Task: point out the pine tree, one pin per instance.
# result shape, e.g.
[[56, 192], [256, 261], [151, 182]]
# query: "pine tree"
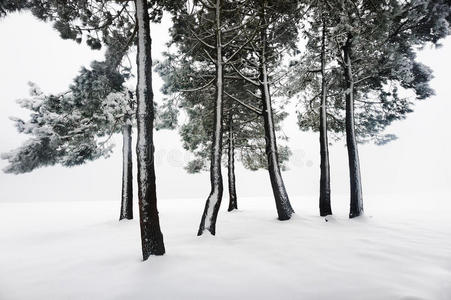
[[97, 22], [374, 58]]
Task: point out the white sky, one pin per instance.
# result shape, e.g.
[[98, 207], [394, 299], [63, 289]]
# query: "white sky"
[[417, 163]]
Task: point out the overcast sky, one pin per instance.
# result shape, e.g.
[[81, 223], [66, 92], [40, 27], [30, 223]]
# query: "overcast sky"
[[417, 163]]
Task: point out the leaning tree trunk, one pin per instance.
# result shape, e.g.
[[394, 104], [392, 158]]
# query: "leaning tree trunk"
[[324, 189], [284, 209], [127, 174], [151, 236], [231, 166], [210, 214], [356, 206]]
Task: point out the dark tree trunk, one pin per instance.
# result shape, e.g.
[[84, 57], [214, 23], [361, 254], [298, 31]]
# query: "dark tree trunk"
[[231, 166], [324, 189], [284, 209], [356, 206], [151, 236], [210, 214], [127, 174]]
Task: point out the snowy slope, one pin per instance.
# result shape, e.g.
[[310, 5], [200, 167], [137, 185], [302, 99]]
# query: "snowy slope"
[[78, 250]]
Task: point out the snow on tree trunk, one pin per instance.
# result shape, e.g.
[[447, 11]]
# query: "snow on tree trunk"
[[210, 214], [356, 206], [284, 209], [151, 236], [324, 190], [231, 167], [127, 174]]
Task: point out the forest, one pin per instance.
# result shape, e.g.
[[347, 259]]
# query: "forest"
[[229, 71]]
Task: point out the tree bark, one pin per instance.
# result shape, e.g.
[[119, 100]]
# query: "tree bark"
[[356, 204], [127, 174], [324, 190], [284, 209], [151, 236], [231, 166], [210, 214]]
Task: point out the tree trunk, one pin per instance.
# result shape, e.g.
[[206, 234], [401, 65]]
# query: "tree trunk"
[[210, 214], [284, 209], [127, 174], [151, 236], [231, 166], [356, 207], [324, 189]]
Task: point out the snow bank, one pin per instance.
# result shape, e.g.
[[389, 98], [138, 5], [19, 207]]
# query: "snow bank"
[[57, 250]]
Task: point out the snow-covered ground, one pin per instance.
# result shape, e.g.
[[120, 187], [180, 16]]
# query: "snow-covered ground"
[[78, 250]]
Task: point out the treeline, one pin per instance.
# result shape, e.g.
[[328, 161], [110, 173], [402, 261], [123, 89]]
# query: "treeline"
[[230, 68]]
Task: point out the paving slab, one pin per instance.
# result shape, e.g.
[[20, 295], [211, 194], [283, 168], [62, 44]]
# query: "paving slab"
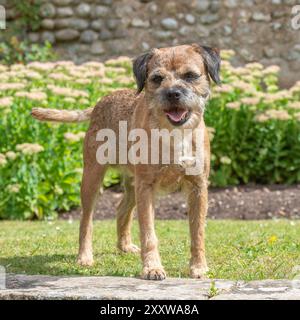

WHAT YOU WILL DO
Copy out every line starting at the one containing "Task: point out the snow on" and ending at the one containing "167], [127, 174]]", both included, shifting each coordinate in the answers up by 50. Leave the entries' own wording and their sample coordinates unchanged.

ANSWER FOR THIS EXERCISE
Task: point out the snow on tree trunk, one pin per instance.
# result shape, e.g.
[[447, 11]]
# query: "snow on tree trunk"
[[260, 264], [406, 256], [334, 259], [201, 286], [374, 240], [281, 217], [177, 224]]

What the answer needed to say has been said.